## [What is needed]
Copy out the records below unchanged, from the line that contains "Each instance receives one keypoint. Annotate the side window" through the end of the records.

Coordinate annotation entries
# # # # # # #
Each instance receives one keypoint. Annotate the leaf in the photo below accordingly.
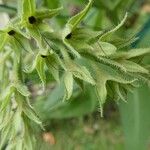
(80, 72)
(6, 98)
(73, 51)
(47, 13)
(22, 89)
(27, 8)
(23, 43)
(105, 61)
(134, 67)
(31, 115)
(133, 53)
(68, 81)
(107, 48)
(52, 64)
(115, 29)
(135, 119)
(3, 40)
(79, 105)
(75, 20)
(40, 67)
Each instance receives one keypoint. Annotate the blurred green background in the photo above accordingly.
(76, 125)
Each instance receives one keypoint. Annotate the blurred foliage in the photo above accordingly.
(103, 16)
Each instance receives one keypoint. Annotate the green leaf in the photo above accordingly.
(27, 8)
(79, 105)
(134, 67)
(73, 51)
(68, 81)
(80, 72)
(22, 89)
(115, 29)
(47, 13)
(24, 43)
(105, 61)
(106, 49)
(133, 53)
(30, 113)
(52, 64)
(3, 40)
(135, 119)
(40, 67)
(75, 20)
(6, 98)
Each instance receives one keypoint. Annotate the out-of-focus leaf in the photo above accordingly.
(68, 81)
(75, 20)
(47, 13)
(27, 8)
(135, 119)
(78, 106)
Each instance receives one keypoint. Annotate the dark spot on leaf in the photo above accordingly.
(69, 36)
(43, 56)
(32, 20)
(11, 32)
(71, 56)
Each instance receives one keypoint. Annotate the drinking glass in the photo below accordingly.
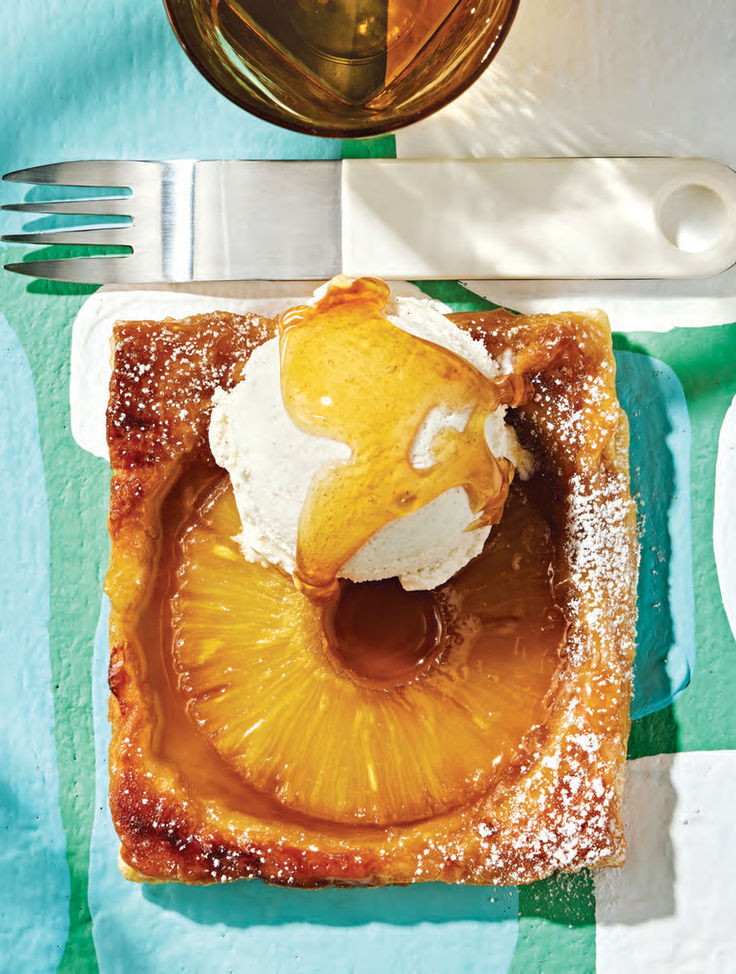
(341, 68)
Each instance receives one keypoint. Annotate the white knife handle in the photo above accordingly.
(537, 218)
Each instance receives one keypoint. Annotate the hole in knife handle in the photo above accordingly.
(693, 218)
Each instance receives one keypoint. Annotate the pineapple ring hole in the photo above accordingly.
(382, 634)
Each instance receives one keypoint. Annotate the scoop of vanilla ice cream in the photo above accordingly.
(272, 463)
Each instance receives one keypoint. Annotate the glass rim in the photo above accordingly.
(361, 132)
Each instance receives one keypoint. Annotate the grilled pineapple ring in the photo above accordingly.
(253, 661)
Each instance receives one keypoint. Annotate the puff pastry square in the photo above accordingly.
(182, 814)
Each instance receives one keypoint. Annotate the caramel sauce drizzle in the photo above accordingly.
(349, 374)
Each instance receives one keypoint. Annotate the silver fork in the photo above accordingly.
(395, 218)
(241, 209)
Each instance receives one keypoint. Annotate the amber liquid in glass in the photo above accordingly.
(353, 48)
(342, 68)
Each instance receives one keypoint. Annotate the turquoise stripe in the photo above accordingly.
(34, 894)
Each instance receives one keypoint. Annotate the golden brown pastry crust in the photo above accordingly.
(559, 805)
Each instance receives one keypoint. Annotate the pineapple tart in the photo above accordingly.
(473, 733)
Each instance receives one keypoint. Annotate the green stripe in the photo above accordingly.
(41, 314)
(556, 926)
(381, 147)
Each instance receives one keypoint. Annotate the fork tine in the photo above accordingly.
(103, 172)
(120, 269)
(103, 235)
(116, 205)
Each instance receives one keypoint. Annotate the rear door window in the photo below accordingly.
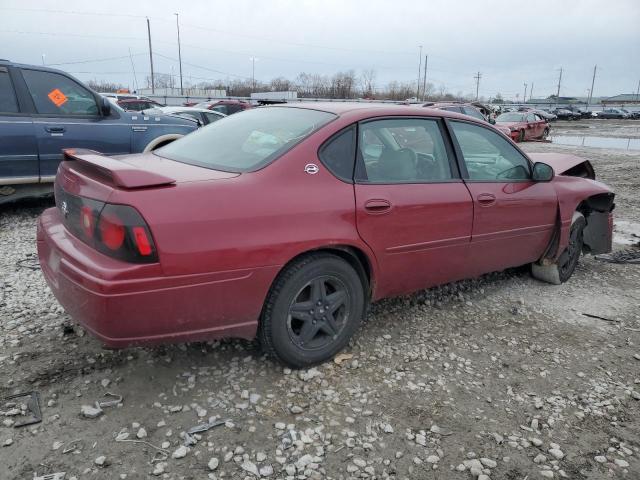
(8, 102)
(489, 156)
(55, 94)
(338, 154)
(402, 151)
(473, 113)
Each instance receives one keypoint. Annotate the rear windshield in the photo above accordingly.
(246, 141)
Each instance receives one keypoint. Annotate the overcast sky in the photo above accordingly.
(508, 42)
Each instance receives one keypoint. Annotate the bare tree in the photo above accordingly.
(367, 82)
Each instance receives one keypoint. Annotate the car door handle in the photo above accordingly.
(486, 199)
(376, 206)
(55, 129)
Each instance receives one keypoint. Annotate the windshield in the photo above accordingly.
(246, 141)
(510, 117)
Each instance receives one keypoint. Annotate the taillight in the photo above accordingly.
(118, 231)
(112, 231)
(123, 233)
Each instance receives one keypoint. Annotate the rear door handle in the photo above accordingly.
(375, 206)
(55, 129)
(486, 199)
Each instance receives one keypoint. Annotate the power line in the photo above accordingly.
(107, 59)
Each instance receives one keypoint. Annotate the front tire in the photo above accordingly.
(312, 310)
(561, 270)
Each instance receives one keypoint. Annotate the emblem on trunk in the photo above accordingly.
(311, 168)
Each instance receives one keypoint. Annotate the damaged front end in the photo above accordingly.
(598, 233)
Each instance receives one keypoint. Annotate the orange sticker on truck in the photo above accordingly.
(57, 97)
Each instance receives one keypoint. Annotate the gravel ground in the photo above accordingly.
(501, 377)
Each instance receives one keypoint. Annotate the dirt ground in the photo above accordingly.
(501, 377)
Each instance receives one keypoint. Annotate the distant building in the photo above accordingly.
(622, 99)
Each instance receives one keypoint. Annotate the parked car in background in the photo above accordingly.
(634, 114)
(227, 107)
(466, 109)
(615, 113)
(549, 117)
(524, 125)
(201, 115)
(43, 111)
(138, 104)
(566, 114)
(285, 222)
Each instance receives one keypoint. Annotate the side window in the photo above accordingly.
(8, 102)
(407, 150)
(212, 117)
(488, 156)
(339, 154)
(194, 115)
(55, 94)
(473, 113)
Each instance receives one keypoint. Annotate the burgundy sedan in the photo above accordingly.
(285, 222)
(524, 125)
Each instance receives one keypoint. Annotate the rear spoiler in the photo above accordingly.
(122, 174)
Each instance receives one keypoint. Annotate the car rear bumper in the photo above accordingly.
(125, 304)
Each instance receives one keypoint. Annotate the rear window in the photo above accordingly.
(246, 141)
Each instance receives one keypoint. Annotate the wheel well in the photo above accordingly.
(353, 256)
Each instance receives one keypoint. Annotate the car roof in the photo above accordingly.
(190, 109)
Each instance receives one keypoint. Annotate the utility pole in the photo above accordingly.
(253, 74)
(424, 84)
(179, 53)
(559, 82)
(477, 77)
(593, 80)
(153, 83)
(419, 72)
(135, 79)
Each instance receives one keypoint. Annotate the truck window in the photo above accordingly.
(55, 94)
(8, 102)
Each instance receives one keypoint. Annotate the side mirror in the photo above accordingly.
(105, 106)
(542, 172)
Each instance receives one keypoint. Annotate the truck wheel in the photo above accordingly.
(312, 310)
(560, 271)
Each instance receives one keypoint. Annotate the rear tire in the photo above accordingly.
(560, 271)
(312, 310)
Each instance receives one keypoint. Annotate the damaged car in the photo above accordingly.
(285, 222)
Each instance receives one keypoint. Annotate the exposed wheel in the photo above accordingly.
(560, 271)
(312, 310)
# # # # # # #
## [Solution to this task]
Each instance receives one keypoint. Annotate the side window in the photo above accordingly.
(8, 102)
(407, 150)
(212, 117)
(488, 156)
(339, 154)
(194, 115)
(55, 94)
(473, 113)
Each instance receives one keypoint. Annotate the burgundy sedan in the photo above accordingly.
(285, 222)
(524, 125)
Each instance receives one keypoint. Annotate the rear spoiler in the photo above accordingly.
(122, 174)
Each instance receives one keypoint. Annotate the car rear bumper in the photo above accordingly.
(125, 304)
Each instance receives one keypoint. Annotate the rear window in the photo above accordingly.
(246, 141)
Each instance receives one keypoint. Annotate the wheel well in the photo above accordingly.
(353, 256)
Each instance receives one keypoint. Annotate the car roof in the photo above accordingly.
(190, 109)
Each instance receives one keypoint. Annotate the utility pole in the photo above accordingly.
(253, 74)
(424, 84)
(179, 53)
(559, 82)
(477, 77)
(593, 80)
(153, 83)
(419, 72)
(135, 79)
Each instance receives one keypoint. Annotate the truck window in the photo above accordingly.
(55, 94)
(8, 102)
Each instance receives one keypoint. Annotate the side mirror in the photo above accordingly.
(105, 106)
(542, 172)
Each instance receives one keypoint. Annotate the truck wheel in the photo above accordingly.
(312, 310)
(560, 271)
Each instance receives one keypoint. Annotate the rear tire in the photo above accordingly.
(560, 271)
(312, 310)
Each instance receives one keypoint. Annotate the damaged car in the photo above accordingly.
(285, 222)
Each instance receives one keypoint. Annotate the exposed wheel in the photo above accordingly.
(560, 271)
(312, 310)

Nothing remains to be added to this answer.